» Objectif 1
Filtrez les lignes ci-dessous pour ne conserver que celles qui contiennent le mot « white ». Respectez la casse.
##### Texte à lire
Même là, l'auteur n'étudie la notion que dans le cadre de
son influence sur les clauses allégeant les obligations dans les
contrats. Cette étude est certes très intéressante mais
elle ne peut que nous servir partiellement dans notre étude sur «
L'obligation essentielle dans le contrat » .
Une telle étude a pour intérêt théorique de montrer
toute la place qu'occupe la notion dans la théorie des obligations.
Elle a aussi un intérêt pratique inestimable notamment dans la
pratique contractuelle et surtout au niveau des techniques contractuelles .A ce
niveau, il ne fait aucun doute que la notion d'obligation essentielle est l'un
des moyens les plus efficaces pour lutter contre les clauses abusives.
A la différence de M. Delebecque, nous allons envisager
la théorie de l'obligation essentielle dans sa globalité et dans
son effectivité dans le processus contractuel. Et comme la notion est
omniprésente dans tout ce processus, a priori, il peut paraître
intéressant de démontrer son importance à la formation,
à l'exécution et à l'extinction du contrat. Une telle
vision recouvre un intérêt et une simplicité
évidents, mais elle ignore la logique du plan bipartite et surtout
aboutira à un travail très déséquilibré.
##########
##### Données enregistrées
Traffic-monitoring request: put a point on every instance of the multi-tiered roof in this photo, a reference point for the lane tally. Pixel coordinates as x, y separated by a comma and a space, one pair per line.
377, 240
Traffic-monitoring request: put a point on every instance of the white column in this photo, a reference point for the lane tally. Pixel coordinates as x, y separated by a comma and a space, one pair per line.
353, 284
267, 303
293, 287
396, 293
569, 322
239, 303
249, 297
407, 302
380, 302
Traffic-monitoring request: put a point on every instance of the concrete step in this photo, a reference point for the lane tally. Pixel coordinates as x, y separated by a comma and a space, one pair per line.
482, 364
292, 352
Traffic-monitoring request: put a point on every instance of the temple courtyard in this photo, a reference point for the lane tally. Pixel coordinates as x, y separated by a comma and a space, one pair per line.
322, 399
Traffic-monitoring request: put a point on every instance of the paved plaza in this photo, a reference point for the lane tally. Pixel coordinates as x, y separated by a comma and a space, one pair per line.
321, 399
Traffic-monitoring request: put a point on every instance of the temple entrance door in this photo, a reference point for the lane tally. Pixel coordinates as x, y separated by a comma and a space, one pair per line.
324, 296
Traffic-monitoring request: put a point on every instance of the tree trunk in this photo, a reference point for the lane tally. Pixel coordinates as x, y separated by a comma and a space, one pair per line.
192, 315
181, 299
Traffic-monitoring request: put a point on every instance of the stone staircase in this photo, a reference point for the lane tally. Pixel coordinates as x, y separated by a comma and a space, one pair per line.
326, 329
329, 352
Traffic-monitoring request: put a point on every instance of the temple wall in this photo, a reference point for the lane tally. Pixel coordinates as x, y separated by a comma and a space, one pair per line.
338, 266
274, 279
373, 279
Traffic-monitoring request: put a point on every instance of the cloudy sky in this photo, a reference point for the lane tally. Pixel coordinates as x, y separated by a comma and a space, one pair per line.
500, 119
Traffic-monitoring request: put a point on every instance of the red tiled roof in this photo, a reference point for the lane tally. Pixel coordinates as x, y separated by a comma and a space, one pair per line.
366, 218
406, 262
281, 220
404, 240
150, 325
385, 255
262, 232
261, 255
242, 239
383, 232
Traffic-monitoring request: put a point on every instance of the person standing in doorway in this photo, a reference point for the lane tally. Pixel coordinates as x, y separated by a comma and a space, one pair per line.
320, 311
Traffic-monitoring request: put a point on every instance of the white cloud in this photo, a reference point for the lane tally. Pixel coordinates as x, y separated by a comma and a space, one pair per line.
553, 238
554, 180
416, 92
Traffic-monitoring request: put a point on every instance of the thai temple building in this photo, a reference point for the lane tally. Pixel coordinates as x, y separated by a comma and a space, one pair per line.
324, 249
##########
» Objectif 2
Citez, dans le texte sur l'obligation essentielle, tout ce qui va de « Elle a aussi » jusqu'à « travail très déséquilibré. ».

» Réponse rédigée 1
Traffic-monitoring request: put a point on every instance of the white column in this photo, a reference point for the lane tally. Pixel coordinates as x, y separated by a comma and a space, one pair per line.
Traffic-monitoring request: put a point on every instance of the white cloud in this photo, a reference point for the lane tally. Pixel coordinates as x, y separated by a comma and a space, one pair per line.

» Réponse rédigée 2
Elle a aussi un intérêt pratique inestimable notamment dans la
pratique contractuelle et surtout au niveau des techniques contractuelles .A ce
niveau, il ne fait aucun doute que la notion d'obligation essentielle est l'un
des moyens les plus efficaces pour lutter contre les clauses abusives.
A la différence de M. Delebecque, nous allons envisager
la théorie de l'obligation essentielle dans sa globalité et dans
son effectivité dans le processus contractuel. Et comme la notion est
omniprésente dans tout ce processus, a priori, il peut paraître
intéressant de démontrer son importance à la formation,
à l'exécution et à l'extinction du contrat. Une telle
vision recouvre un intérêt et une simplicité
évidents, mais elle ignore la logique du plan bipartite et surtout
aboutira à un travail très déséquilibré.